A Black woman at an office desk with her head down in frustration.
Image credit: AndreyPopov on istock.com

Work requirements—or requiring people to find employment in order to access public benefits—force people to prove that they deserve a social safety net. But where did they come from, and why are they still a central part of economic policy today? This series—Ending Work Requirementsbased on a report by the Maven Collaborative, the Center for Social Policy, and Ife Finch Floyd, will explore the truth behind work requirements. The three pieces in this series will explore the racist history of work requirements, the harmful narratives holding them in place, and the economic case for abolishing them.


Work requirements for public benefits programs have roots in the long history of slavery and its afterlife in the United States. But they are not just racist—they are ineffective and bad for the economy. Modern work requirements imposed through welfare reform in 1996 have now been around long enough to bear out what many critics feared: these policies do not increase long-term employment in high-quality jobs, provide stability, or improve economic outcomes. Instead, they harm people who need the support of public benefits programs, increase poverty, and have negative macroeconomic impacts.

Ending work requirements would improve the US economy—not hurt it.

TASKS AND EXERCISES -
1/ Answer these questions from the passage on work requirements for public benefits:
(a) Which organizations and person produced the report on which the series is based?
(b) In what year were modern work requirements imposed through welfare reform?
(c) How many pieces make up the series?
2/ Extend the passage on work requirements for public benefits, continuing its argument beyond the sentence on which it stops.
The material that comes after this passage has nothing to do with it.

SOURCE DATA -
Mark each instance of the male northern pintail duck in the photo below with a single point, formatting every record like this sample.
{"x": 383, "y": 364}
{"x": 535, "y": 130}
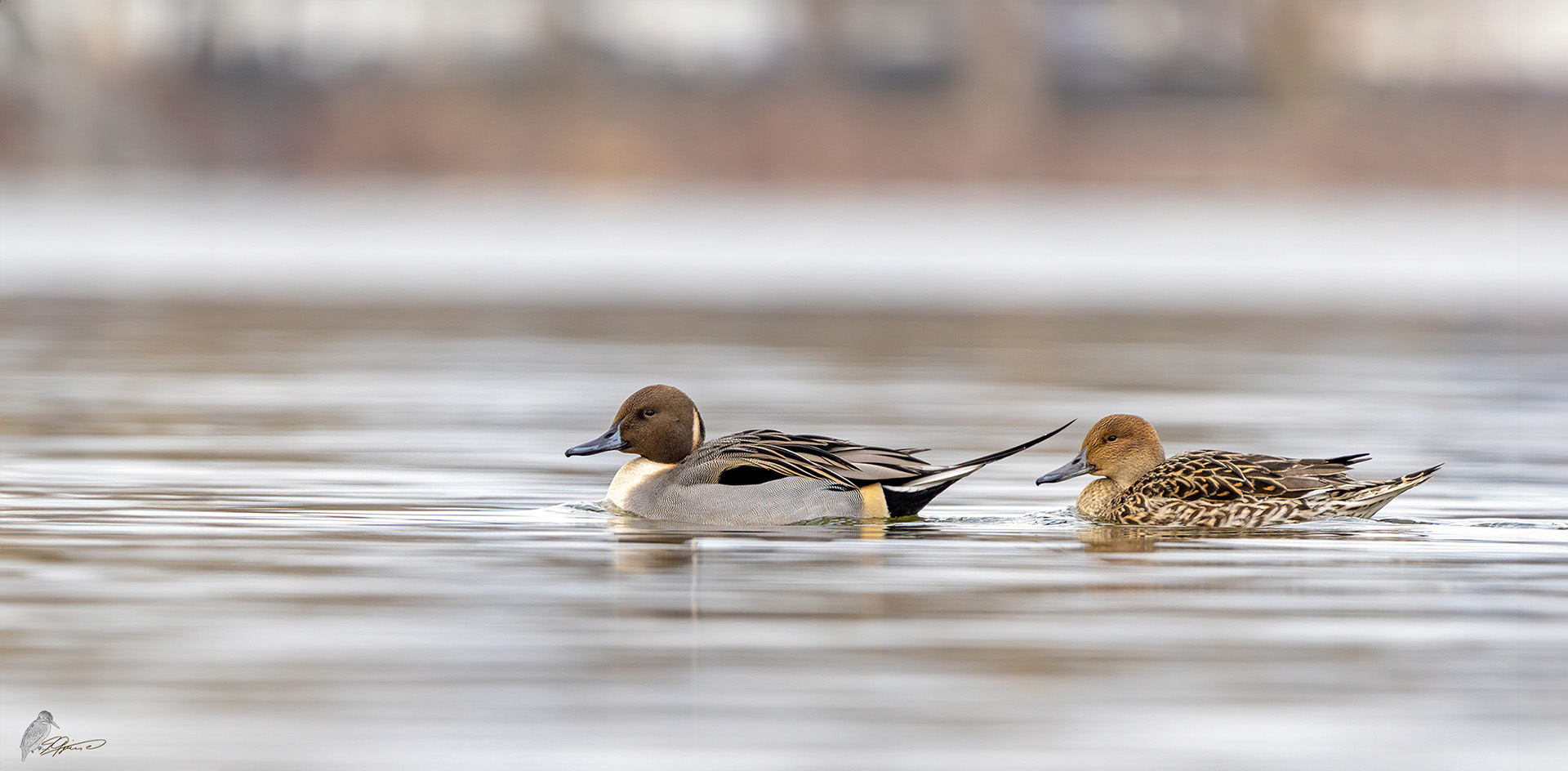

ANSWERS TO EACH TASK -
1/
(a) The Maven Collaborative, the Center for Social Policy, and Ife Finch Floyd
(b) 1996
(c) Three

2/
A Solution in Search of a Problem

One of the biggest myths about work requirements is that they put people to work. However, evidence shows that work requirements are more of a solution in search of a problem.

The truth is that work requirements don’t directly affect labor supply. In fact, the overwhelming majority of people who are subject to work requirements for federal assistance are already working. 

Participants of SNAP (Supplemental Nutrition Assistance Program) and Medicaid, for example, are millions of predominantly full-time workers who rely on these programs because of low wages, unpredictable schedules, and lack of benefits. Almost 90 percent of SNAP participants in households with children (and at least one adult without a disability) are employed at some point within the year. More than 60 percent of non-elderly Medicaid participants work at least one job.

Work requirements also do not sustainably increase employment. Studies show that when employment increases among individuals subject to work requirements, the gains are modest and fade over time. Evaluations showed that in nearly all of the programs with work requirements, employment among recipients not subject to work requirements was the same as, or higher than employment among individuals subject to work requirements within five years.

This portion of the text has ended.